Extracted records
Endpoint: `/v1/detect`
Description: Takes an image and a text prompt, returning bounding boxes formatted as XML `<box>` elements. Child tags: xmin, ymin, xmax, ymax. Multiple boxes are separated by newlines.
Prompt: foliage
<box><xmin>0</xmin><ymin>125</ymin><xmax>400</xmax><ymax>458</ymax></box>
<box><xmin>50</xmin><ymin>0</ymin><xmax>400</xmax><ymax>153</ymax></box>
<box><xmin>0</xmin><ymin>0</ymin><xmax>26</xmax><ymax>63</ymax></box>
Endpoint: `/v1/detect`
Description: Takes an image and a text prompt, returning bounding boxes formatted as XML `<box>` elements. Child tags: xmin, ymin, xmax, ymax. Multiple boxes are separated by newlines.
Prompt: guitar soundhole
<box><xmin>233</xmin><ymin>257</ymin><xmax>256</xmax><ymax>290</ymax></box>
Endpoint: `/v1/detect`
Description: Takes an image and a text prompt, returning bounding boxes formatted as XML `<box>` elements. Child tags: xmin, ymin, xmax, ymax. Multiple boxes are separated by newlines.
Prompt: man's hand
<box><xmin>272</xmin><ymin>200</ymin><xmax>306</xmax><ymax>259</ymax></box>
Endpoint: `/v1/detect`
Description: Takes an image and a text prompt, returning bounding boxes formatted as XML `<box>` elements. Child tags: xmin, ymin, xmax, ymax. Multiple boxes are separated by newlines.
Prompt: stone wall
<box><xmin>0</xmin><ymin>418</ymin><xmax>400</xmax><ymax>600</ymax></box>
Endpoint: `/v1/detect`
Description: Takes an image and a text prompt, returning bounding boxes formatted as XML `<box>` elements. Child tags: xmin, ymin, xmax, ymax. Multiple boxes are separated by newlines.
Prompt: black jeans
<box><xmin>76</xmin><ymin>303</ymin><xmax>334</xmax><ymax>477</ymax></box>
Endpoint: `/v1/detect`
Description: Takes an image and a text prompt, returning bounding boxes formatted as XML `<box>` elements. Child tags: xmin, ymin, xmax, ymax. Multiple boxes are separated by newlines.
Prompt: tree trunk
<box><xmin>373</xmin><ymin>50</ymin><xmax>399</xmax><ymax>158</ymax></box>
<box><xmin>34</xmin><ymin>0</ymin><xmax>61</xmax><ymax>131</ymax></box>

■ **Goal**
Format the lines above as a JSON list of strings, with one string per line and blank lines omitted.

■ **Output for this task**
[
  "Endpoint: `/v1/detect`",
  "Description: Takes an image and a text prompt, returning bounding boxes formatted as XML `<box>` elements. Child tags: xmin, ymin, xmax, ymax. Multiple boxes are separated by newlines.",
  "Prompt: foliage",
  "<box><xmin>0</xmin><ymin>125</ymin><xmax>400</xmax><ymax>458</ymax></box>",
  "<box><xmin>50</xmin><ymin>0</ymin><xmax>400</xmax><ymax>153</ymax></box>",
  "<box><xmin>0</xmin><ymin>0</ymin><xmax>26</xmax><ymax>63</ymax></box>",
  "Endpoint: `/v1/detect`",
  "Description: Takes an image and a text prompt, returning bounding boxes formatted as XML `<box>` elements. Child tags: xmin, ymin, xmax, ymax. Multiple boxes are separated by newlines.",
  "Prompt: guitar soundhole",
  "<box><xmin>233</xmin><ymin>257</ymin><xmax>256</xmax><ymax>290</ymax></box>",
  "Endpoint: `/v1/detect`",
  "Description: Takes an image and a text prompt, returning bounding boxes formatted as XML `<box>` elements. Child tags: xmin, ymin, xmax, ymax. Multiple boxes are separated by newlines.",
  "Prompt: man's hand",
  "<box><xmin>272</xmin><ymin>200</ymin><xmax>306</xmax><ymax>259</ymax></box>",
  "Endpoint: `/v1/detect`",
  "Description: Takes an image and a text prompt, returning bounding boxes formatted as XML `<box>` elements. Child tags: xmin, ymin, xmax, ymax. Multiple boxes are separated by newlines.",
  "Prompt: stone wall",
  "<box><xmin>0</xmin><ymin>418</ymin><xmax>400</xmax><ymax>600</ymax></box>",
  "Endpoint: `/v1/detect`",
  "Description: Takes an image and a text prompt, returning bounding boxes formatted as XML `<box>` elements. Child tags: xmin, ymin, xmax, ymax. Multiple boxes are separated by newlines.",
  "Prompt: black jeans",
  "<box><xmin>76</xmin><ymin>303</ymin><xmax>334</xmax><ymax>477</ymax></box>",
  "Endpoint: `/v1/detect`",
  "Description: Takes an image and a text prompt, returning bounding boxes formatted as XML `<box>` elements. Child tags: xmin, ymin, xmax, ymax. Multiple boxes are separated by newlines.",
  "Prompt: tree trunk",
  "<box><xmin>373</xmin><ymin>50</ymin><xmax>399</xmax><ymax>158</ymax></box>",
  "<box><xmin>34</xmin><ymin>0</ymin><xmax>61</xmax><ymax>131</ymax></box>"
]